* **Text provided**:
_ _ _ _

Once the secret has been created then the original TaskRun
will start, and can use the new user on the remote host to perform the build. This approach means that every build is run under a different user.
Which hosts are allocated with which tasks are tracked by adding additional labels onto the TaskRun
object.
If the provisioning task fails then a label is added to the TaskRun
indicating that it has failed and allocation is re-tried, excluding all hosts in the failed list. If all of them fail then the error secret is created.
Note that this failed list is per TaskRun
, there is no global tracking of the health of the hosts. This means that if a host is down it will potentially be retried many times, however when it comes back up it will be in service immediately.
Dynamic Pool
The controller uses a pool of VMs in a similar way to how a static Host Pool is allocated. When it runs out of execution slots within the pool it allocates new VMs up to the given max-instances
limit.
VMs are kept in the pool up to the amount of minutes defined by the max-age
configuration option. Beyond that no new tasks are scheduled to those VMs, and when they become idle, they are de-allocated.
The controller does not maintain any state about the VM pool, instead it reconstructs it in-memory as needed. The controller tells different pools apart within the cloud provider’s API by using the instance-tag
option, therefore its important to define a different value for each dynamic pool.
# One Time Passwords
Putting an SSH key directly into a secret opens up a potential security issue, where a user could steal this key, connect to a virtual machine, and compromise a build. Our existing tamper protections cannot detect this case.
To avoid this the Multi Platform Controller is leveraging a One Time Password approach to managing SSH keys. Instead of the multi platform controller creating a secret with an SSH key, it creates a one time password and adds this to the secret. This secret can then be exchanged exactly once for an SSH key.
If an attacker reads the secret and gains access the VM the task will immediately fail as it will not be able to access the VM.
# Clean Up
When the TaskRun
is completed then the user is removed from the remote host via a cleanup task.
# One Time Password Service
The one time password service is a HTTP based service that provides two endpoints, one to accept a private key and return a OTP, and another to serve the private key when provided with the OTP.
There is a single OTP service per cluster, which is be secured via HTTPS.
# Host Requirements
In order to work with the multi platform controller remote hosts need to meet the following requirements:
- Provide a user that can successfully use
sudo
to add and delete users, and copy generated SSH keys into their home directories - They should be running RHEL, however this is not strictly speaking a technical requirement
# Additional Requirements
There are still unanswered questions about these hosts and additional requirements that may be placed on them.
- How do we handle logs from these machines? Where will they be stored?
- Should the ‘main’ user be locked down so that it can only add and remove the build users? At present the main user used by the controller has root access (not the users used by the build, but the user that creates these users).

_ _ _ _

* **Explore the material**:
[1] In the multi platform controller text, which option does the controller use to tell different dynamic pools apart within the cloud provider's API?
[2] Reproduce word for word the part of the multi platform controller text that opens with the words containing "# One Time Password Service" and closes with "they be stored?".
The items after this point are separate material, unrelated to the multi platform controller text.

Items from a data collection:
_ _ _ _

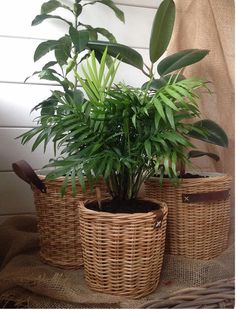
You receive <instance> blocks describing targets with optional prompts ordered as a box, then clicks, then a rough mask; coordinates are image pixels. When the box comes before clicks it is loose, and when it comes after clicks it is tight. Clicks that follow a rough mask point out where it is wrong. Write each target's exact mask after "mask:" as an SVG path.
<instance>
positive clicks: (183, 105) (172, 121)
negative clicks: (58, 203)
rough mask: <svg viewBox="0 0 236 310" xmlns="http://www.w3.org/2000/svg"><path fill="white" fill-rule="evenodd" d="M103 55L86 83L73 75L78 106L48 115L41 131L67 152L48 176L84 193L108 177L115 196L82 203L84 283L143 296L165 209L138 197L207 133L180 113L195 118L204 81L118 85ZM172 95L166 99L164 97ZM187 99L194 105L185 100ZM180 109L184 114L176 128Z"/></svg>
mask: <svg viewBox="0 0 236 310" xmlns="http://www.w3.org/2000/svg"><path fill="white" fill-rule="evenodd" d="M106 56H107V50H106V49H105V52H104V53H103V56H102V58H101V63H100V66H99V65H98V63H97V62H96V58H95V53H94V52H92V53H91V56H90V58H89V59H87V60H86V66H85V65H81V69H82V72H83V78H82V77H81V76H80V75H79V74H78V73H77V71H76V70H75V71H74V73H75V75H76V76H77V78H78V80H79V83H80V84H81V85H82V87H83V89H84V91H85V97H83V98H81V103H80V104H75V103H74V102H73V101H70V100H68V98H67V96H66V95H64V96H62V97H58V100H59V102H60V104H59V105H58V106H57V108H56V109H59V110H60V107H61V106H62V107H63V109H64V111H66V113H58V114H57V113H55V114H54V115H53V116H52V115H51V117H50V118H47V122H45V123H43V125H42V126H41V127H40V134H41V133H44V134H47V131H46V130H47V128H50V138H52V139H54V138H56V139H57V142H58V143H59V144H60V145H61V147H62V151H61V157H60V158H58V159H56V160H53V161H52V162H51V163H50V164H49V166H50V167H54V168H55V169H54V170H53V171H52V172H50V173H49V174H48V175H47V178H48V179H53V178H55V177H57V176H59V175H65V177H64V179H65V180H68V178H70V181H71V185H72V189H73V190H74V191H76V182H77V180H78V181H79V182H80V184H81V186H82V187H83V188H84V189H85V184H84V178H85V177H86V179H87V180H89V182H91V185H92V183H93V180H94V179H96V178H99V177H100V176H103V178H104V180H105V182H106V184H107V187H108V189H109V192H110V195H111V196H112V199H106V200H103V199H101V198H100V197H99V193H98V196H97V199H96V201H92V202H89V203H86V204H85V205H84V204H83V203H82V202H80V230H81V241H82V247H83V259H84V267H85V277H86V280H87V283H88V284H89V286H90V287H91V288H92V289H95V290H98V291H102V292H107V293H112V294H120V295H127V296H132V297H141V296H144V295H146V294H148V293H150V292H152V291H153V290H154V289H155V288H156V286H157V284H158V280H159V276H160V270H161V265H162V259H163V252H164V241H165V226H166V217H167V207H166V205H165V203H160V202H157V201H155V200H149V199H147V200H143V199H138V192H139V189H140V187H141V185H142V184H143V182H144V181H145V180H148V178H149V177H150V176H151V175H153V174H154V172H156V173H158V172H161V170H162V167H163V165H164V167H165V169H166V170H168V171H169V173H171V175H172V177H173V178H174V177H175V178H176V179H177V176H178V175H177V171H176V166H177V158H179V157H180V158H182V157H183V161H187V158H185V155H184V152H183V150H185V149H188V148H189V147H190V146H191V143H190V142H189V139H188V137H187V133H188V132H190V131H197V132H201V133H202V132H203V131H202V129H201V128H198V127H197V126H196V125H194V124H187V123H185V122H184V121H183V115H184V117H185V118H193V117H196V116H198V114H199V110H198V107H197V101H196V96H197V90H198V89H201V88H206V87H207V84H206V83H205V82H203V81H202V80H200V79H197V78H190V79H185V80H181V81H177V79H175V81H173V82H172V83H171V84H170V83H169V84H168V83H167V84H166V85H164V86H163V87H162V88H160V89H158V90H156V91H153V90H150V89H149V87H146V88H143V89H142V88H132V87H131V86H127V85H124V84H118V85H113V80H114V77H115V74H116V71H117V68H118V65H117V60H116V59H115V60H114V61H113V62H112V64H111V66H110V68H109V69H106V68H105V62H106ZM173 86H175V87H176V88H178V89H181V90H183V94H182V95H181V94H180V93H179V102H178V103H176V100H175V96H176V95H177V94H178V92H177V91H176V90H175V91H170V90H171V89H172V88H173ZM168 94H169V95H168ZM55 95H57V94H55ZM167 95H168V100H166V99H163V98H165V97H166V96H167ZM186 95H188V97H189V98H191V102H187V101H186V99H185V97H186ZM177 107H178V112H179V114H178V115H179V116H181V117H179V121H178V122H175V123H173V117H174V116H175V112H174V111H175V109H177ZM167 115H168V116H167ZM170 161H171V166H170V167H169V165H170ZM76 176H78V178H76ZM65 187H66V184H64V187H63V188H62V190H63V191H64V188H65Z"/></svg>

_ _ _ _

* **Answer set**:
[1] The instance-tag option.

[2]
# One Time Password Service
The one time password service is a HTTP based service that provides two endpoints, one to accept a private key and return a OTP, and another to serve the private key when provided with the OTP.
There is a single OTP service per cluster, which is be secured via HTTPS.
# Host Requirements
In order to work with the multi platform controller remote hosts need to meet the following requirements:
- Provide a user that can successfully use
sudo
to add and delete users, and copy generated SSH keys into their home directories - They should be running RHEL, however this is not strictly speaking a technical requirement
# Additional Requirements
There are still unanswered questions about these hosts and additional requirements that may be placed on them.
- How do we handle logs from these machines? Where will they be stored?